Things to do:
- 1) Can you repeat the text on health-fitness settings word for word, starting with "The explosive growth" and going on through "is considerable diversity."?
- 2) Do these statements agree with the text on health-fitness settings? Answer each with yes or no, and quote the words from the text that decide it.
(a) The explosive growth of health-fitness facilities began during the early and mid-1980s.
(b) The greatest proportion of jobs is found in community health-fitness facilities.
(c) Close to 75 thousand facilities serve more than 19% of the American population.
- 3) Can you carry the text on health-fitness settings further, picking up after its last sentence?

Text passage:
◇ ◇ ◇ ◇

Commonality and growth abound in diverse health-fitness settings
There is literally no institution or stratum in modern American society that is not touched in some manner by health, sport and fitness. From high political circles, where it has been accorded a status of great significance (e.g., President’s Council on Physical Fitness & Sport), to its firm defenders and followers within the ranks of traditional American religious denominations (e.g., YMCA, YWCA & JCC all rooted here), participation in and enjoyment of sports and fitness is evident.
Look at postmodernism today and how exercise reflects the society of which it is a part. If you loosen your imaginations we observe that exercise in society today is everywhere. Read the words of Synthia Sydnor (excerpt found in Exercise and Society – Introduction to Exercise Science, 2001) who describes how the postmodern exercise subculture can be seen with juxtaposed images of people and events that seem ironical or paradoxical:
On any one day, we may look out the window to see a female senior citizen in-line skate down the street, turn on CNN to hear of space shuttle astronauts performing experiments on rats to learn about weightlessness on human muscular activity for a future trip to Mars, go to a game emporium to enter a virtual sword-fighting contest, drop by a church to participate in gospel aerobics, visit a university exercise science department to see researchers studying the movement of honey bees circling hives and using chaos theory to apply what they learn to understanding defensive moves in a soccer game, and enter a store to purchase a T-shirt with the representation of our favorite professional athlete emblazoned on it.
The explosive growth of health-fitness facilities and programs designed to promote high-level wellness began during the early and mid-1980’s, and it shows no sign of letting up anytime soon. The growth has appeared in four distinct segments – designated as commercial, community, corporate, and clinical settings. Because there are close to 75 thousand facilities currently serving more than 19% of the American population, there is considerable diversity.
The greatest proportion of jobs can be found in for-profit, commercially run health-fitness facilities. The industries big players in the commercial sector can be found across the United States and include Bally Fitness Center divisions, Club Corporation of America, Gold’s Gym franchises, and the newest and fastest growing club – Equinox Fitness. The commercial environment is rich in opportunity for someone interested in the marketing and sales of health-fitness services and products. This is also a good place to get broad exposure to all the business management areas within the health-fitness industry.

◇ ◇ ◇ ◇

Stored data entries
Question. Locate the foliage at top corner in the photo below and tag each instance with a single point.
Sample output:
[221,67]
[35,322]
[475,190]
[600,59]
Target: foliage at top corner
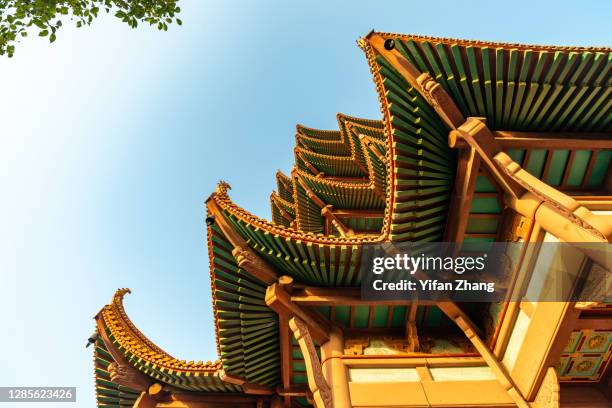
[18,18]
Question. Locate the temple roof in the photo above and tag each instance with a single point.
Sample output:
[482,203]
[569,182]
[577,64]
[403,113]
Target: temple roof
[368,182]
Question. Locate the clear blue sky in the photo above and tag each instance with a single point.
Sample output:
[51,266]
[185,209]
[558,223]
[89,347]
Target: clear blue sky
[111,139]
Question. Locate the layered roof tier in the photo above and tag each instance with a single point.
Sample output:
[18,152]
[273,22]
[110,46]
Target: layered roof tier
[370,182]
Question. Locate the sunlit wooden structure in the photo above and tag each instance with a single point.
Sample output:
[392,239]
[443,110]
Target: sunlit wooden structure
[478,142]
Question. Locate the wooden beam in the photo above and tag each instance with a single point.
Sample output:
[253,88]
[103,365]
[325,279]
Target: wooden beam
[248,388]
[548,140]
[321,391]
[478,136]
[411,330]
[319,296]
[593,323]
[286,355]
[470,330]
[461,200]
[328,213]
[280,301]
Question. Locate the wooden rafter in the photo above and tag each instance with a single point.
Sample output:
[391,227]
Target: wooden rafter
[280,301]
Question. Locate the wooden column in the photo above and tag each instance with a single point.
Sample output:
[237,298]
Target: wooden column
[334,370]
[321,392]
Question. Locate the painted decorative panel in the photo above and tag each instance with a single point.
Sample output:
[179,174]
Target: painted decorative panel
[586,356]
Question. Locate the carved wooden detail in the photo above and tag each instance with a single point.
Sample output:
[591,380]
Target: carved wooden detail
[128,376]
[250,262]
[279,300]
[321,391]
[548,395]
[355,347]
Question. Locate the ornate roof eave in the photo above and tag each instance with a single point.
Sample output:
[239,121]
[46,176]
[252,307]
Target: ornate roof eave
[128,338]
[479,43]
[140,363]
[222,202]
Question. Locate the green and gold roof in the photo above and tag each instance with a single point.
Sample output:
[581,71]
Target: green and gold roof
[374,181]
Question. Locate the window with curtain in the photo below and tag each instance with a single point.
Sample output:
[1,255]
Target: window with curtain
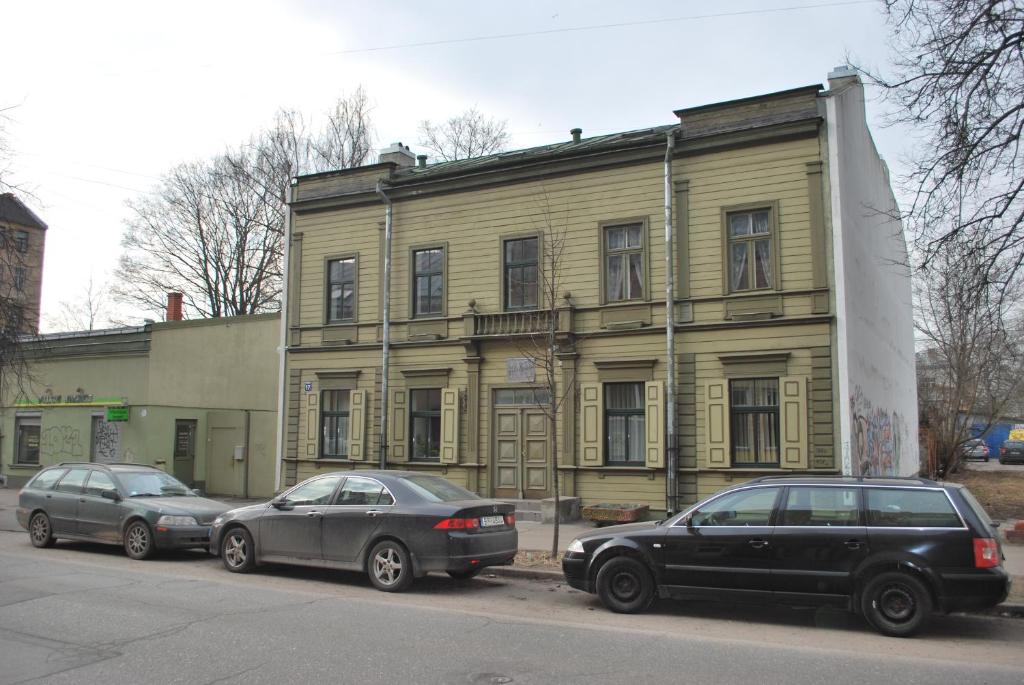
[341,290]
[334,421]
[624,423]
[521,273]
[754,413]
[425,424]
[750,250]
[428,282]
[624,262]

◇ ◇ ◇ ◇

Solved problems:
- 1)
The explosive growth of health-fitness facilities and programs designed to promote high-level wellness began during the early and mid-1980’s, and it shows no sign of letting up anytime soon. The growth has appeared in four distinct segments – designated as commercial, community, corporate, and clinical settings. Because there are close to 75 thousand facilities currently serving more than 19% of the American population, there is considerable diversity.

- 2)
(a) Yes: "The explosive growth of health-fitness facilities and programs designed to promote high-level wellness began during the early and mid-1980’s"
(b) No: "The greatest proportion of jobs can be found in for-profit, commercially run health-fitness facilities."
(c) Yes: "there are close to 75 thousand facilities currently serving more than 19% of the American population"

- 3)
Opportunities to work with athletic populations are expanding in the commercial setting as well. This includes developing and implementing specialized training regimens and fitness assessments of athletes at all levels (e.g., adolescents, high school and college-aged, professional and elite).
Many organizations and agencies serve clients in community settings, including voluntary, non-for-profit entities such as YMCA’s, YWCA’s & JCC’s, as well as public parks and recreation agencies, schools & universities, hotels, country-clubs and residential health-fitness developments. Many community-based facilities and programs afford good exposure to programming coupled with a social and recreational focus.
In-house health-fitness facilities and services found in large and small-scale businesses have spread like wildfire. Both tangible and intangible goals underlie the objectives of corporate health-fitness facilities. These may include reductions in employee absenteeism, turnover rates, and health care costs while improving employee wellness, morale, and enthusiasm in the workplace.
Health care is moving away from the traditional approach and rapidly moving toward more managed care, capitation, and risk sharing. Hence, an environment is created in which a hospital’s ‘fiscal fitness’ depends in large part on the physical fitness and health status of its patients. Today, hospital- based health-fitness facilities can be found in 1 out of every 4 hospitals.
Because it is known that these programs are cost beneficial and cost effective, a forecasted growth to almost 2 out of every 4 hospitals is expected within the next decade. Most of these facilities are closely associated with outpatient services, such as physical therapy, sports medicine, and cardiac rehabilitation and frequently provide both types of programs in the same facility.